▶ [Source records]:
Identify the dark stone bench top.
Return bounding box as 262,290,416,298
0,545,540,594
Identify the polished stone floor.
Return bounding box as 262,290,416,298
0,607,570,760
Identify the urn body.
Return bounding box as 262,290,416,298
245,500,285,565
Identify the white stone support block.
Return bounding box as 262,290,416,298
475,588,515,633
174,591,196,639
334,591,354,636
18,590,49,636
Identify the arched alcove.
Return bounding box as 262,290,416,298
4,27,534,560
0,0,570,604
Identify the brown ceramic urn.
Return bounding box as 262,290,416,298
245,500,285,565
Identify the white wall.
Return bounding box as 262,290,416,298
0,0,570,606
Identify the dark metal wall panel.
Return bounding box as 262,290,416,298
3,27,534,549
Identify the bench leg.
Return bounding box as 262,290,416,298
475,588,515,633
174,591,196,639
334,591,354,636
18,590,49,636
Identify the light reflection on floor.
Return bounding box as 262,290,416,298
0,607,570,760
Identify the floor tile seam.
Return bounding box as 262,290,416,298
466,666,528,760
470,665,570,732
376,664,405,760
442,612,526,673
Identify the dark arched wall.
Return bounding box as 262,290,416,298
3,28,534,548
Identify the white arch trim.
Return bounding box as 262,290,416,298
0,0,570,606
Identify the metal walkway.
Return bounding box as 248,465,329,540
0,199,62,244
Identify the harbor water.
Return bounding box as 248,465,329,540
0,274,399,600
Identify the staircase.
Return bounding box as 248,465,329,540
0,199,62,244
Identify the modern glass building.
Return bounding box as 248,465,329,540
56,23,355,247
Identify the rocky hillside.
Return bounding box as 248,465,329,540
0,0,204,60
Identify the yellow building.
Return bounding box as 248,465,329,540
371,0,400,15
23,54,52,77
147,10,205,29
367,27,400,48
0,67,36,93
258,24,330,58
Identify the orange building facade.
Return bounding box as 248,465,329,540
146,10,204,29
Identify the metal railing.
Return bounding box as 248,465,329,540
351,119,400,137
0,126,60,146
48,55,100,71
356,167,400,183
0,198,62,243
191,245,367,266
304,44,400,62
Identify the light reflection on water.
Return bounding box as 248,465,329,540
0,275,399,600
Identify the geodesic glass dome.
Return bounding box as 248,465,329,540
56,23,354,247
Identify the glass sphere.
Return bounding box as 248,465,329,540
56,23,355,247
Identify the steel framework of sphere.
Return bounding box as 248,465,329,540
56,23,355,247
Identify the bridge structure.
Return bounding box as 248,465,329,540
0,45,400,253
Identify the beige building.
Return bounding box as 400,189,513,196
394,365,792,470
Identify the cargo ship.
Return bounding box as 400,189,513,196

▶ [GOAL]: Express the whole listing as a Markdown table with the columns Row and Line, giving each line its own numbered row and leaving out any blank lines.

▶ [WRITTEN SOLUTION]:
| Row | Line |
|---|---|
| 1 | Identify the dark stone bench top. |
| 2 | Return bounding box as 262,290,416,298 |
| 3 | 0,545,540,594 |
| 4 | Identify the polished stone floor. |
| 5 | Return bounding box as 262,290,416,298 |
| 6 | 0,607,570,760 |
| 7 | Identify the urn body. |
| 8 | Return bounding box as 262,290,416,298 |
| 9 | 245,500,285,565 |
| 10 | Identify the white stone support block. |
| 11 | Return bounding box as 262,290,416,298 |
| 12 | 475,588,515,633 |
| 13 | 174,591,196,639 |
| 14 | 334,591,354,636 |
| 15 | 18,590,49,636 |
| 16 | Identify the arched alcove. |
| 17 | Return bounding box as 262,290,416,298 |
| 18 | 4,27,534,560 |
| 19 | 0,0,570,604 |
| 20 | Identify the brown ceramic urn. |
| 21 | Return bounding box as 262,290,416,298 |
| 22 | 245,500,285,565 |
| 23 | Identify the white wall. |
| 24 | Return bounding box as 262,290,416,298 |
| 25 | 0,0,570,606 |
| 26 | Identify the dark metal wall panel. |
| 27 | Return bounding box as 262,290,416,298 |
| 28 | 3,27,534,549 |
| 29 | Identify the bench leg. |
| 30 | Return bounding box as 262,290,416,298 |
| 31 | 475,588,515,633 |
| 32 | 174,591,196,639 |
| 33 | 334,591,354,636 |
| 34 | 18,590,49,636 |
| 35 | Identify the light reflection on floor. |
| 36 | Return bounding box as 262,290,416,298 |
| 37 | 0,607,570,760 |
| 38 | Identify the floor tile seam. |
| 39 | Return bounding box as 262,290,416,298 |
| 40 | 466,666,528,760 |
| 41 | 470,665,570,732 |
| 42 | 376,664,405,760 |
| 43 | 442,612,526,673 |
| 44 | Identify the dark arched wall. |
| 45 | Return bounding box as 262,290,416,298 |
| 46 | 3,28,534,548 |
| 47 | Identify the white arch trim. |
| 48 | Return bounding box as 262,290,416,298 |
| 49 | 0,0,570,606 |
| 50 | Identify the metal walkway. |
| 51 | Return bounding box as 248,465,329,540 |
| 52 | 0,199,62,244 |
| 53 | Identify the harbor water. |
| 54 | Return bounding box as 248,465,329,540 |
| 55 | 0,274,399,600 |
| 56 | Identify the staircase. |
| 57 | Return bounding box as 248,465,329,540 |
| 58 | 0,199,62,244 |
| 59 | Identify the modern glass building. |
| 60 | Return bounding box as 248,465,329,540 |
| 61 | 56,23,355,247 |
| 62 | Identify the rocky hillside. |
| 63 | Return bounding box as 248,465,329,540 |
| 64 | 0,0,204,60 |
| 65 | Identify the yellow building. |
| 66 | Return bounding box as 248,465,329,540 |
| 67 | 371,0,400,15 |
| 68 | 23,54,52,77 |
| 69 | 147,10,205,29 |
| 70 | 367,27,400,48 |
| 71 | 0,67,36,93 |
| 72 | 258,24,330,58 |
| 73 | Identify the orange building facade. |
| 74 | Return bounding box as 248,465,329,540 |
| 75 | 146,10,204,29 |
| 76 | Identify the metal railing. |
| 77 | Return bounding box as 248,465,329,540 |
| 78 | 351,119,400,137 |
| 79 | 0,126,60,146 |
| 80 | 48,55,100,71 |
| 81 | 356,167,400,183 |
| 82 | 0,198,62,243 |
| 83 | 191,245,367,266 |
| 84 | 304,44,400,62 |
| 85 | Identify the light reflection on water. |
| 86 | Return bounding box as 248,465,329,540 |
| 87 | 0,275,399,600 |
| 88 | Identify the geodesic glass dome. |
| 89 | Return bounding box as 248,465,329,540 |
| 90 | 56,23,354,247 |
| 91 | Identify the glass sphere. |
| 92 | Return bounding box as 248,465,329,540 |
| 93 | 56,23,355,247 |
| 94 | Identify the steel framework of sphere. |
| 95 | Return bounding box as 248,465,329,540 |
| 96 | 56,23,355,247 |
| 97 | Identify the bridge structure. |
| 98 | Return bounding box as 248,465,329,540 |
| 99 | 0,45,400,253 |
| 100 | Identify the beige building. |
| 101 | Return bounding box as 400,189,513,196 |
| 102 | 394,365,792,470 |
| 103 | Identify the cargo ship. |
| 104 | Return bounding box as 400,189,513,196 |